### Exercise description
Only the lines that include "front" should be copied from the data below.
═══ Records for processing
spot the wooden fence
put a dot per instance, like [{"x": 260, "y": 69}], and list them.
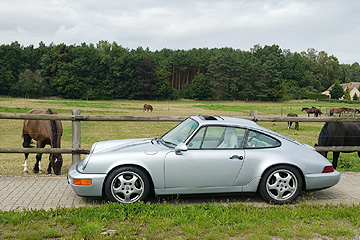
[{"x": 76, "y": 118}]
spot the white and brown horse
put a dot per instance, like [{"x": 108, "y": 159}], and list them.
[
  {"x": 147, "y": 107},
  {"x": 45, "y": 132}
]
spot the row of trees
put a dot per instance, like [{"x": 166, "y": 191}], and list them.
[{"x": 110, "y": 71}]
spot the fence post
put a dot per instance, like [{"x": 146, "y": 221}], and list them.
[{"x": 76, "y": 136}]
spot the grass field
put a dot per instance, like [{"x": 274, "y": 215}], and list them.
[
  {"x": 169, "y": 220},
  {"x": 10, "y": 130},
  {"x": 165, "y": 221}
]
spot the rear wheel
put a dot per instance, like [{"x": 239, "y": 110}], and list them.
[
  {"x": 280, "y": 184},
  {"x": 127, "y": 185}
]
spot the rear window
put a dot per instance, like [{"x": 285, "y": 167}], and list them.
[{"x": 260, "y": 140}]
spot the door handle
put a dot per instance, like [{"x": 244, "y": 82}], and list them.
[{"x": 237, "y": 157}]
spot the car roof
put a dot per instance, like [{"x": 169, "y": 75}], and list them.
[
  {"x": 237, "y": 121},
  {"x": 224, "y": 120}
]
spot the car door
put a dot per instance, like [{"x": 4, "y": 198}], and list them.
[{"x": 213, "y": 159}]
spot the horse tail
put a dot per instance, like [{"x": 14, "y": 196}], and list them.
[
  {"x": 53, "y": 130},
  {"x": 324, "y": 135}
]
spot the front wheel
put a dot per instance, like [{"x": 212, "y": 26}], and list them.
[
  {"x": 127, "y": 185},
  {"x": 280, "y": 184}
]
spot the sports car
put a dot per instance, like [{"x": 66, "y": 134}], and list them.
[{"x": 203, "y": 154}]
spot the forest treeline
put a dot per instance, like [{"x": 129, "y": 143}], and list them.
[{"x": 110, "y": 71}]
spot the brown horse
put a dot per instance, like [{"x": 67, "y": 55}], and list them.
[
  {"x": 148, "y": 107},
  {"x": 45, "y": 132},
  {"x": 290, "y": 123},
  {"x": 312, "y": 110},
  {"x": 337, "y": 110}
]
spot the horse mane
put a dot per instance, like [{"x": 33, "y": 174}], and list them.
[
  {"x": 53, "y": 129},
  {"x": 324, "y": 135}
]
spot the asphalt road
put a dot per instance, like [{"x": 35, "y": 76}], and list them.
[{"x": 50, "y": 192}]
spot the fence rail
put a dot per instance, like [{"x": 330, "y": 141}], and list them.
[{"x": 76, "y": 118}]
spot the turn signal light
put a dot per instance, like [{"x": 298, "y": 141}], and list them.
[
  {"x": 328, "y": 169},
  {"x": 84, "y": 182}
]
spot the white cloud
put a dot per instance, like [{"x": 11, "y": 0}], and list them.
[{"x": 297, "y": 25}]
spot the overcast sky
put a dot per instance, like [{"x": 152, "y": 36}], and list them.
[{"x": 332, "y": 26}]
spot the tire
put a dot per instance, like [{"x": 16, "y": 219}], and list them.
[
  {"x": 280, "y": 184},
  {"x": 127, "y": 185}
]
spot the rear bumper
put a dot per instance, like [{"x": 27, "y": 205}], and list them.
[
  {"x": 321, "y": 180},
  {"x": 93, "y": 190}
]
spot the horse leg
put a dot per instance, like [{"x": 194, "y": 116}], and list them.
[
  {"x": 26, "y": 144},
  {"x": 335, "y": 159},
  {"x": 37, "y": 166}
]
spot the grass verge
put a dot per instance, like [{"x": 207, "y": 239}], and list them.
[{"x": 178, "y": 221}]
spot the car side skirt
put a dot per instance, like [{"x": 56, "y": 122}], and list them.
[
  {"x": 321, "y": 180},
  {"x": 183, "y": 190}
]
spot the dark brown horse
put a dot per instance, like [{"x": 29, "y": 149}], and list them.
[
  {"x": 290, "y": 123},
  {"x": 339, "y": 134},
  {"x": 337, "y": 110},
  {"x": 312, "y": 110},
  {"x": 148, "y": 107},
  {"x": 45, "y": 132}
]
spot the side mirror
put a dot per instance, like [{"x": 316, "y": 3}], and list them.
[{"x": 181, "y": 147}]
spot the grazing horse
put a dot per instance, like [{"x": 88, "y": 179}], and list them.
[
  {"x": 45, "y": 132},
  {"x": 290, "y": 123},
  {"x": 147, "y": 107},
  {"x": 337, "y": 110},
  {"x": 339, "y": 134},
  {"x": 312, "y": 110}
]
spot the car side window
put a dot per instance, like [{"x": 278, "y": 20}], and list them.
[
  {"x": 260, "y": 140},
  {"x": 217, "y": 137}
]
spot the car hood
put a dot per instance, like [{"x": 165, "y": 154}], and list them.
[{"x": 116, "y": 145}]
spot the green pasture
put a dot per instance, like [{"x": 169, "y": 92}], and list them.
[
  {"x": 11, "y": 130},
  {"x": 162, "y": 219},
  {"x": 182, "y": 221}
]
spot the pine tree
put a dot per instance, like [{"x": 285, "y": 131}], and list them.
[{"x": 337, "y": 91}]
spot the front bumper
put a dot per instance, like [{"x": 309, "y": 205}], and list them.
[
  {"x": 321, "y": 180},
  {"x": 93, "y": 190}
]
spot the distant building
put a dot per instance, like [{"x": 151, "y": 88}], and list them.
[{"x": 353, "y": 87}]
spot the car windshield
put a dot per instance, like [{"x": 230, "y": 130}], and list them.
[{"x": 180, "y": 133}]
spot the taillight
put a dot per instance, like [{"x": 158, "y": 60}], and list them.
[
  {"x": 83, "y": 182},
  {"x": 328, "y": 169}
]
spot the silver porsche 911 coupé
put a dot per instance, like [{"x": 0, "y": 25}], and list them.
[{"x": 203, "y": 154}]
══════
═══ Records for processing
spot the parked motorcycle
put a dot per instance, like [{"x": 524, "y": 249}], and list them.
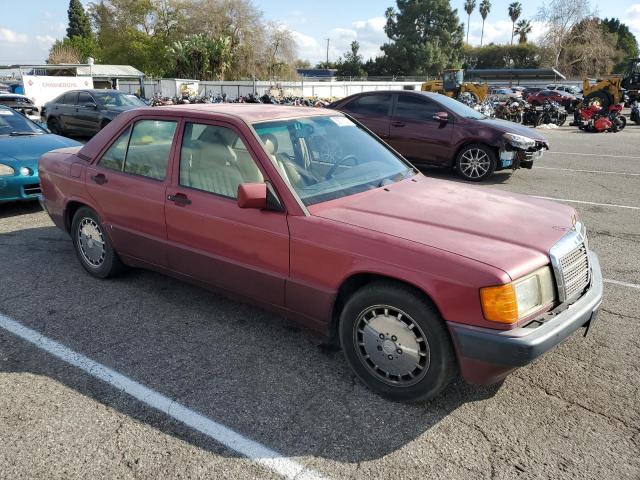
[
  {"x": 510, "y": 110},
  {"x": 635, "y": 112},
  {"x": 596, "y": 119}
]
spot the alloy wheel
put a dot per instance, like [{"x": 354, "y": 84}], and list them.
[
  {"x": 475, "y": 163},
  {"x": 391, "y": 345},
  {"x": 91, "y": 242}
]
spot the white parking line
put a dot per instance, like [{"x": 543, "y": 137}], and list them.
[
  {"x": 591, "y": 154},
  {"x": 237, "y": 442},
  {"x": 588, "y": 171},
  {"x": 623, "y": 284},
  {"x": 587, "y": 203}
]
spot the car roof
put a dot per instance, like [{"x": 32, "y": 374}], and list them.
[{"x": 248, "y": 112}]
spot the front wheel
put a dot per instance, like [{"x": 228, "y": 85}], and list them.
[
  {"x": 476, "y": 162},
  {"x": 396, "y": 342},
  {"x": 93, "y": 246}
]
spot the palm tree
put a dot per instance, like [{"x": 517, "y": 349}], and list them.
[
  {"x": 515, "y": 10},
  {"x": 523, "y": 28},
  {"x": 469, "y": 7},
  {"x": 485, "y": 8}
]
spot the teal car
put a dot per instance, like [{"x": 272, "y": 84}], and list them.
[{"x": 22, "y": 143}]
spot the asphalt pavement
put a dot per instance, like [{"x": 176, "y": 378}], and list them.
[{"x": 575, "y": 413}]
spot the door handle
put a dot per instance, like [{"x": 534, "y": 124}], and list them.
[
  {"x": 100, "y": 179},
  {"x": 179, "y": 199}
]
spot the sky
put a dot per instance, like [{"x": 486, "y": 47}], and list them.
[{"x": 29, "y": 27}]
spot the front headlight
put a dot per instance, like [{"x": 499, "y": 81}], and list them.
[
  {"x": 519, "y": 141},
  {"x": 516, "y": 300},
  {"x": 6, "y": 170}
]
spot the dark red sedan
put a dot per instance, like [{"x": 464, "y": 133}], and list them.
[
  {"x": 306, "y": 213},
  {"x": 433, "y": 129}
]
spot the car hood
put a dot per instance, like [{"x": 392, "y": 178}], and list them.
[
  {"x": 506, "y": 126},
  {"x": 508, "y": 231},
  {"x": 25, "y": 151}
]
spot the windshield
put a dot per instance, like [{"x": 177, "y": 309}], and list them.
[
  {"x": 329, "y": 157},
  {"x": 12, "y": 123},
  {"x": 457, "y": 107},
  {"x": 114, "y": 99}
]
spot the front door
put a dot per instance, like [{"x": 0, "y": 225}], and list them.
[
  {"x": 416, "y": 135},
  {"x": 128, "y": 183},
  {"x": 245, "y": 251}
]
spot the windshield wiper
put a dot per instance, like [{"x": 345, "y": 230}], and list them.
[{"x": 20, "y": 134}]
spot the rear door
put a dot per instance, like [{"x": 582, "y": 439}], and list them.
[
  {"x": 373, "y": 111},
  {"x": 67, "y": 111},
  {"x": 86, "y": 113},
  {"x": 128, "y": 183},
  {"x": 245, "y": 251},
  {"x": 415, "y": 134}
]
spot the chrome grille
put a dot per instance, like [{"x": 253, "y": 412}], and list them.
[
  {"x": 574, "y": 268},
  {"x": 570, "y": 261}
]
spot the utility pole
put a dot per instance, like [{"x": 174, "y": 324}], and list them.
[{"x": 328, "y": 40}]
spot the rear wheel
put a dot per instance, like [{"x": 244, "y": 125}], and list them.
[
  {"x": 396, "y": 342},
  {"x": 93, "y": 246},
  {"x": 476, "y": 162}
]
══════
### Solution below
spot the front wheel
spot the front bumper
spot the front wheel
spot the front headlight
spot the front door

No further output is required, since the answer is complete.